Saved entries:
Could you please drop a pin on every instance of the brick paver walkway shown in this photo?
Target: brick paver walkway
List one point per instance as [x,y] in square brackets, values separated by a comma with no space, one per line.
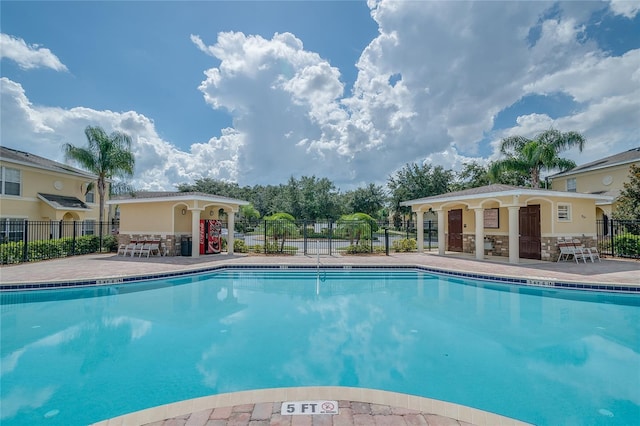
[351,413]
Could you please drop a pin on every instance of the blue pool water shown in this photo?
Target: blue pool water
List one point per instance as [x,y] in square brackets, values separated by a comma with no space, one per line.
[543,356]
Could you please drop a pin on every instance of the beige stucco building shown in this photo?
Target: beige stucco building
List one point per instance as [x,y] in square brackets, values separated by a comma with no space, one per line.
[604,177]
[34,188]
[510,221]
[173,216]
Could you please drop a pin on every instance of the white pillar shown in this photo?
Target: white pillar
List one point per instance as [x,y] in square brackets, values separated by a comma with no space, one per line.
[514,234]
[231,224]
[420,230]
[479,233]
[441,241]
[195,233]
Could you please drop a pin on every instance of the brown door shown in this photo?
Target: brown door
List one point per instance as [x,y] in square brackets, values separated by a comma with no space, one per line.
[455,230]
[530,241]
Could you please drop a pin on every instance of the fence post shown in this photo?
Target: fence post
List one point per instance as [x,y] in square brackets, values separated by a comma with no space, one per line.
[304,237]
[73,241]
[265,237]
[612,231]
[25,239]
[386,240]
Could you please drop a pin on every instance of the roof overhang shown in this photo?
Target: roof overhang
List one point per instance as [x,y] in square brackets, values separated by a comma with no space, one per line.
[151,197]
[61,202]
[511,192]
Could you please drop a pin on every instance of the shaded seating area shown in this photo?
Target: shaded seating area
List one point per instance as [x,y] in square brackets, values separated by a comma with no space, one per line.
[145,246]
[574,249]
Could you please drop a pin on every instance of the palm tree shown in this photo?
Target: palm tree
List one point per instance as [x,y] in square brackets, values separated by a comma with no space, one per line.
[356,225]
[530,156]
[106,156]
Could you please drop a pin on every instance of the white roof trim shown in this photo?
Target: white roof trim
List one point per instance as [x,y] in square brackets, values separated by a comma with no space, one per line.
[533,192]
[592,169]
[213,199]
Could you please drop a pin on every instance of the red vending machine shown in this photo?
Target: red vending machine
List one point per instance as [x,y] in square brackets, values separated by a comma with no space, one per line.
[210,236]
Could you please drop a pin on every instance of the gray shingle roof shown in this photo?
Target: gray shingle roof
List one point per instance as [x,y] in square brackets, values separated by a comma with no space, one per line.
[22,157]
[621,158]
[63,202]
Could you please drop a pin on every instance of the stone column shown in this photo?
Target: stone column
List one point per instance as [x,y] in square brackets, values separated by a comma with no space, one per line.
[514,234]
[195,233]
[479,233]
[231,224]
[441,237]
[420,230]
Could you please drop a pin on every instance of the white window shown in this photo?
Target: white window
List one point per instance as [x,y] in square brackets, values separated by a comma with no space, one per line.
[564,212]
[88,227]
[10,181]
[11,230]
[90,196]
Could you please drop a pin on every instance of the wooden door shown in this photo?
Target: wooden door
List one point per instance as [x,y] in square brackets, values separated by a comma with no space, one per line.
[530,239]
[455,230]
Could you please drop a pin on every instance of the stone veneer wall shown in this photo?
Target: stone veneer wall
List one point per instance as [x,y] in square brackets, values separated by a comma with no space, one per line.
[169,245]
[549,245]
[500,244]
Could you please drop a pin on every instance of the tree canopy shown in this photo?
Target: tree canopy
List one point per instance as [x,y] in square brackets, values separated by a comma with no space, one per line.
[531,156]
[628,203]
[106,156]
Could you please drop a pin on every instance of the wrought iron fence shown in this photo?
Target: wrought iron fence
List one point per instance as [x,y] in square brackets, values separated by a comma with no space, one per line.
[328,237]
[29,241]
[619,238]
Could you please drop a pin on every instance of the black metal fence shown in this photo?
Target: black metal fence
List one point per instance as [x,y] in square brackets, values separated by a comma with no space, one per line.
[619,238]
[29,241]
[303,237]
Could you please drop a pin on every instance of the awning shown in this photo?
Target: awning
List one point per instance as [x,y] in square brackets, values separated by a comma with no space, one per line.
[61,202]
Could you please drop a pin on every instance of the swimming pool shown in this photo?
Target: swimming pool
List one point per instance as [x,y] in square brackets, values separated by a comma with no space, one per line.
[544,356]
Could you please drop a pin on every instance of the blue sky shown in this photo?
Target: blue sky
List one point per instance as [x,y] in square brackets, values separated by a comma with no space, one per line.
[256,92]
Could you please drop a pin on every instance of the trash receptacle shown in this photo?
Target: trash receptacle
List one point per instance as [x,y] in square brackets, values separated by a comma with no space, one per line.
[185,246]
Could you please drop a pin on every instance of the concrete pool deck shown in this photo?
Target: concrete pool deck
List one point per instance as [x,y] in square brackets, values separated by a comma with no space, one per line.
[357,406]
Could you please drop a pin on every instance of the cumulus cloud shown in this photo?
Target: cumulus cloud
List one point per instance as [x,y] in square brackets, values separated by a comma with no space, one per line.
[429,87]
[627,8]
[160,165]
[28,56]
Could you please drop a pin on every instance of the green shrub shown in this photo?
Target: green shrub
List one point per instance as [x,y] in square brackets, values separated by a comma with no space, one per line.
[110,243]
[239,246]
[361,247]
[627,245]
[405,245]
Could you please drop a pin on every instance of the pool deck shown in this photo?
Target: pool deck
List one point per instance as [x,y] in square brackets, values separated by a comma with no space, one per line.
[356,406]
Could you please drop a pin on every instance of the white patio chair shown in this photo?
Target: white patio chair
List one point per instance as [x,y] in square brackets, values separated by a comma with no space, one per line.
[150,247]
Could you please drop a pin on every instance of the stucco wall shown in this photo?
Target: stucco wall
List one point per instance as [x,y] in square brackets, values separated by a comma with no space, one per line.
[34,181]
[593,181]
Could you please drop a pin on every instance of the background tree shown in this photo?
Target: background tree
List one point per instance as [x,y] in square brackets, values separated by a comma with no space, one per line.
[370,200]
[413,181]
[530,156]
[106,156]
[628,203]
[356,225]
[281,226]
[472,175]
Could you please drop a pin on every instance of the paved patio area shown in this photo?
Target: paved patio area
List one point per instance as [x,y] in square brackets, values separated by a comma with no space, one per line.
[365,408]
[608,271]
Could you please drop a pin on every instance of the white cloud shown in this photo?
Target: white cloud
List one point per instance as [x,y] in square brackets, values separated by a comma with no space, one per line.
[628,9]
[28,56]
[159,164]
[428,87]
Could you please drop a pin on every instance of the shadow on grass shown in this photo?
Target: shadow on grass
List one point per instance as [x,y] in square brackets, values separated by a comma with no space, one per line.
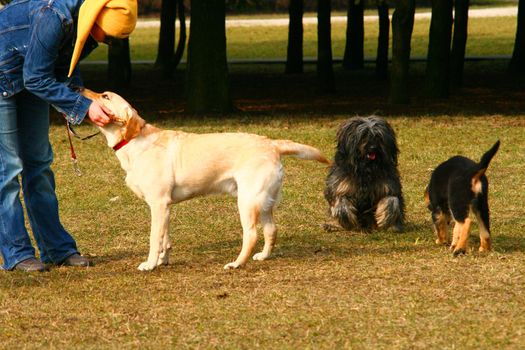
[260,91]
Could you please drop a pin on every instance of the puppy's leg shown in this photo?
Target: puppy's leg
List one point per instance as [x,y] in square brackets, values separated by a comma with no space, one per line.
[463,230]
[389,213]
[440,221]
[270,235]
[455,236]
[482,215]
[249,213]
[159,229]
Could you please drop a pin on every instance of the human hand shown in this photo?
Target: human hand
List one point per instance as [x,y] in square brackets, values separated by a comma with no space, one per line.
[99,114]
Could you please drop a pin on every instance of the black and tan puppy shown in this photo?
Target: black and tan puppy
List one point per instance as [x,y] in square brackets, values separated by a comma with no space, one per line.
[457,187]
[363,188]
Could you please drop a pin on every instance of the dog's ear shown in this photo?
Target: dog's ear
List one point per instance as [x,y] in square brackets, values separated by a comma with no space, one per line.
[133,125]
[92,95]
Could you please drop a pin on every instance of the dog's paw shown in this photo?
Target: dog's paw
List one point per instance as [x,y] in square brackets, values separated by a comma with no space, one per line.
[441,242]
[231,266]
[260,256]
[459,251]
[163,260]
[146,267]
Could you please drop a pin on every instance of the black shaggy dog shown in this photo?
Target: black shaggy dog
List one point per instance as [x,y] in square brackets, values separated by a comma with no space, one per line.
[363,187]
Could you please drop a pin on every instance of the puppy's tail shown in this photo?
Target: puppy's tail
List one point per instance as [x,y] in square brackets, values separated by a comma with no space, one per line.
[480,168]
[487,157]
[287,147]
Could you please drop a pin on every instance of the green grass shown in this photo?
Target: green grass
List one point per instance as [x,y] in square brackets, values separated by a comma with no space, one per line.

*TASK INSTRUCTIONS*
Copy the lines of the data above exactly as written, beginning with the line containing "Target: black and tan puppy" and ending with the line containing "Target: puppy's tail", and leave out all other lines.

*RESPONSE*
Target: black and tan puppy
List one point per instance as [x,y] in square brackets, values separated by a comma with no space, one per line.
[457,187]
[363,188]
Could you please drop a pin on every instance of the dog's ear shown in this photo?
Target: dog's ear
List one point per instance as [x,y] in square brackets, values separated by a comma with no space, one per line.
[133,125]
[92,95]
Could you please drop a pin on every instance of the dog's paw shown in this photo?
Target: dog's paw
List one point per instance as [x,y] in square brackets, values separated by a comma with no space, one per line.
[441,242]
[231,266]
[260,256]
[459,251]
[163,260]
[146,267]
Could you please drop a pin on every instance of the black shaggy dog shown in this photo?
Target: black shaggy dog
List one point per instance as [x,y] in square brackets, values separated by a comma with no space, one per line.
[363,187]
Could you please drop a pin on every instance of the puppy's tail shown in this photo?
Target: puppy's tail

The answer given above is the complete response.